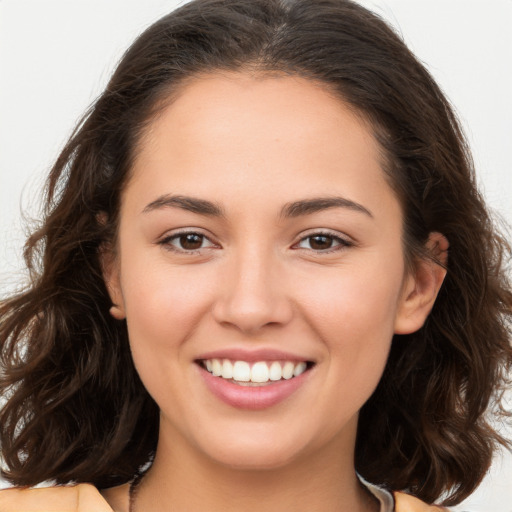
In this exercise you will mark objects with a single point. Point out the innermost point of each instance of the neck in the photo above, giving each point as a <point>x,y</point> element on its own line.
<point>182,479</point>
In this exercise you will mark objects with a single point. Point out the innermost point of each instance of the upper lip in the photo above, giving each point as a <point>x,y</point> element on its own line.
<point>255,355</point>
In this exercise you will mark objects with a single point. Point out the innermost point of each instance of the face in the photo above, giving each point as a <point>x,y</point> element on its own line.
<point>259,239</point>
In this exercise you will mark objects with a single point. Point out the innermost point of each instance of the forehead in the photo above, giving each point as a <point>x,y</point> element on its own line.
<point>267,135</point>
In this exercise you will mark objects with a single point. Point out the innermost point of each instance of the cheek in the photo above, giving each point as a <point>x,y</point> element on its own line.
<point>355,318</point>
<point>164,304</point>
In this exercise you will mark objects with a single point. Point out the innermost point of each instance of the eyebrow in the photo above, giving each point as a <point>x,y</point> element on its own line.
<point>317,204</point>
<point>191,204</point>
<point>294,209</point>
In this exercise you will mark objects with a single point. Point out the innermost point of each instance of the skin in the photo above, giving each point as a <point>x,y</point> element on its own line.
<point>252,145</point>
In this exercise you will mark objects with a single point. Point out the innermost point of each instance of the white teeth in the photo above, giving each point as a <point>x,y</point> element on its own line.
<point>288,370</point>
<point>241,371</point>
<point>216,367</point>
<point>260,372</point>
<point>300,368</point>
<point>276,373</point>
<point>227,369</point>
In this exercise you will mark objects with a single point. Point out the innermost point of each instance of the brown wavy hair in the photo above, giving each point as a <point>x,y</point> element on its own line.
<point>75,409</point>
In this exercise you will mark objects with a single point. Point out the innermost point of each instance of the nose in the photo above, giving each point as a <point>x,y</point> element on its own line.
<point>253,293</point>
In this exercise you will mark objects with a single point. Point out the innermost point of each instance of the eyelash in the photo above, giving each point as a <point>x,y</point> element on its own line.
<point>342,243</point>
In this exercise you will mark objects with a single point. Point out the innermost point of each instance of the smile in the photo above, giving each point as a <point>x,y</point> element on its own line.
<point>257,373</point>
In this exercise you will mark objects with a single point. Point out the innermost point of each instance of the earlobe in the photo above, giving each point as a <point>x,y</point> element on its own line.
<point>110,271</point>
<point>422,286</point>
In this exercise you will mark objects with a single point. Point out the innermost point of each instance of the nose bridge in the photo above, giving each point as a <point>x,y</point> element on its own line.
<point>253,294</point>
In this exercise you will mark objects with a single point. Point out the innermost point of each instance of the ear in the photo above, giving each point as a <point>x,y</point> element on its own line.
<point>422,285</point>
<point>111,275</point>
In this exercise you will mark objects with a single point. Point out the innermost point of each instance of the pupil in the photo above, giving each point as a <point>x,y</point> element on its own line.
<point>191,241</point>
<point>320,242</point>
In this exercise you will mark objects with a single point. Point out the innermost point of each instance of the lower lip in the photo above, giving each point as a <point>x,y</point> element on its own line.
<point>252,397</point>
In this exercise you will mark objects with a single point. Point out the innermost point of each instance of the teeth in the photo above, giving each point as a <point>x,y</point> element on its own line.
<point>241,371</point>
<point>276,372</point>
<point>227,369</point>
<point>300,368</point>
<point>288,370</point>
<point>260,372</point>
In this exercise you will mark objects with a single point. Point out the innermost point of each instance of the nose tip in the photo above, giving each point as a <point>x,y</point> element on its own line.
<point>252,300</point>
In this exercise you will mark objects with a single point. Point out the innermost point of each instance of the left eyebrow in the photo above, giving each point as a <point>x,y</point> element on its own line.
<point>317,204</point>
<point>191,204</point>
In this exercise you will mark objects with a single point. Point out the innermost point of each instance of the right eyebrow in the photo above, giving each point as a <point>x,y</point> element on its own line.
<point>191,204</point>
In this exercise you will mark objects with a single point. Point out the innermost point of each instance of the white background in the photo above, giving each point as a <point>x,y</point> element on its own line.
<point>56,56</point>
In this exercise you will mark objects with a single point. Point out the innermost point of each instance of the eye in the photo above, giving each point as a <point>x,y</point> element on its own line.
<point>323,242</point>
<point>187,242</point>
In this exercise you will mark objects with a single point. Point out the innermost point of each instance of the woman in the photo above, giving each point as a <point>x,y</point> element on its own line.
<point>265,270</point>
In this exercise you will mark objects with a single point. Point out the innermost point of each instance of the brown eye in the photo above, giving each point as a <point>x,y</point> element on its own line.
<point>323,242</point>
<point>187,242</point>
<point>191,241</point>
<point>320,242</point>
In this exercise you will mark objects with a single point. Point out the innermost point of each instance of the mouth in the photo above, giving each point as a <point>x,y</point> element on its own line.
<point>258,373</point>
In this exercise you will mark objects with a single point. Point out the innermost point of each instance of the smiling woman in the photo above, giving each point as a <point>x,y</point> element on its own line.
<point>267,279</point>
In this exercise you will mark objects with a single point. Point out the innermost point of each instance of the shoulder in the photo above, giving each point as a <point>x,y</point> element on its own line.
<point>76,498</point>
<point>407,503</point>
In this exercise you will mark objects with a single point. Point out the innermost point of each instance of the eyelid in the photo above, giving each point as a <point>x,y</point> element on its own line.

=====

Assignment: A faithful copy of all the entries is required, pictures excluded.

Exercise response:
In this exercise you will mark objects with a single point. Point out the innermost point of each instance of the neck in the photo above, giving each point as a <point>x,y</point> element on its own line.
<point>182,479</point>
In this exercise you will mark objects with a single point. Point out the innermost point of each instance of the upper lip in the photo above, giving each point as a <point>x,y</point> element on its own line.
<point>255,355</point>
In this exercise you will mark objects with a single point. Point out the innermost point of each instance of the face in the photo above, giving each point as a <point>x,y</point> element on its own line.
<point>259,239</point>
In this exercise you will mark objects with a single point. Point out the innermost point of each instance of the forehead in the photo above, giving each point as a <point>x,y</point> element on its own line.
<point>267,135</point>
In this exercise you will mark objects with a single point. Point out the innermost point of each instance of the cheek in the photo above, giving each point as a <point>x,y</point> element on its own line.
<point>355,318</point>
<point>164,304</point>
In this exercise you will mark objects with a single point. Point out the innermost point of each instance of the eyebrow in the photo above, giving each point as a <point>x,y</point> element on its own line.
<point>317,204</point>
<point>191,204</point>
<point>294,209</point>
In this exercise you will mark objects with a single point. Point out the innermost point of each instance of the skin in the photo above, giving each point as a <point>x,y</point> element on its own line.
<point>252,145</point>
In this exercise you will mark objects with a single point. Point out the innermost point of each instance of the white teeth in the photo above, giving each point as a <point>x,y</point> element on its own line.
<point>288,370</point>
<point>241,371</point>
<point>216,367</point>
<point>260,372</point>
<point>300,368</point>
<point>276,373</point>
<point>227,369</point>
In this exercise you will mark objects with a single point. Point out the innermost point of each instance of the brown wavy hair in the photo above, giving each point as a <point>x,y</point> element on its own line.
<point>75,409</point>
In this exercise you will mark objects with a single point. Point out the innermost point of each instance of the nose in the photo above, giving each point as a <point>x,y</point> element on its own line.
<point>253,293</point>
In this exercise you will mark objects with a single point. Point out the innermost point of each instance of the eyelash in the photo above, giving each point as a <point>x,y</point> element on its own line.
<point>342,243</point>
In this exercise you will mark objects with a single point. Point out the innermost point of each instance of the smile in the photo above, giving each point as a <point>x,y</point> element on its own line.
<point>257,373</point>
In this exercise you will mark objects with a single point. Point out the innermost point of each instance of the earlobe in the photo above, giving each point as a <point>x,y</point> element on its own line.
<point>110,271</point>
<point>422,286</point>
In this exercise you will mark objects with a single point. Point out the innermost point of each instance of the nose bridge in the photo above, giving each point as a <point>x,y</point> element on its own line.
<point>253,294</point>
In this exercise you will mark objects with a single point. Point out the innermost point of each instance of the ear in the photo above, giving each point as a <point>x,y</point> element on its own line.
<point>422,285</point>
<point>111,275</point>
In this exercise you will mark objects with a single point. Point out the innermost point of each instance of the pupil in the photo above, giving each point as a <point>x,y</point> element on its own line.
<point>191,241</point>
<point>320,242</point>
In this exercise you will mark objects with a single point. Point out the innermost point of each instance of the lower lip in the photo above, giving each point as a <point>x,y</point> element on its own line.
<point>252,397</point>
In this exercise you will mark objects with a single point. Point out the innermost point of each instance of the teeth in the photo above, giving each point as a <point>x,y</point> element on its own line.
<point>241,371</point>
<point>276,372</point>
<point>227,369</point>
<point>300,368</point>
<point>288,370</point>
<point>260,372</point>
In this exercise you will mark objects with a single point. Point out the innermost point of each instance of the nose tip in the photo above, giving each point as a <point>x,y</point> element on its own line.
<point>252,300</point>
In this exercise you will mark objects with a single point. Point out the innermost point of each instance of the left eyebrow in the photo above, giving each point as a <point>x,y</point> element on its own line.
<point>317,204</point>
<point>191,204</point>
In this exercise you will mark objects with a single point. Point out the innermost point of each instance of the right eyebrow in the photo above, giving each point as a <point>x,y</point> element on its own line.
<point>191,204</point>
In this exercise you will mark objects with a single point. Point out the innermost point of each instance of the white background in the photo above, giving each point as a <point>x,y</point> element on its own line.
<point>56,56</point>
In this exercise you will mark objects with a single point. Point out the innermost point of each instance of the eye in the photo above, giving each point as a <point>x,y</point> element on its own line.
<point>323,242</point>
<point>187,242</point>
In this exercise you will mark objects with a single point. Point out the innermost point of each instance of the woman in the photo above, giving each point as a <point>x,y</point> element on its own line.
<point>265,270</point>
In this exercise you will mark objects with a single point. Point out the innermost point of each instance of the brown eye in the photo above, giving each point as a <point>x,y</point> element on its own line.
<point>323,242</point>
<point>187,242</point>
<point>191,241</point>
<point>320,242</point>
In this exercise you will mark objects with a single point. Point out the innermost point of each instance of the mouth in the photo above, giving each point as a <point>x,y</point> element on its own line.
<point>258,373</point>
In this exercise you will mark objects with a single point. Point out the innermost point of each instance of the smiling woman in the photo above, giving each point as a <point>x,y</point> element on its own line.
<point>267,279</point>
In this exercise you will mark objects with a single point. Point out the innermost point of each instance of the shoulder in the photo above, giving each point as a <point>x,y</point> element on its own line.
<point>76,498</point>
<point>407,503</point>
In this exercise you will mark objects with a single point. Point out the innermost point of each instance of the eyelid in the photo above, giving each point as a <point>x,y</point> element on its own line.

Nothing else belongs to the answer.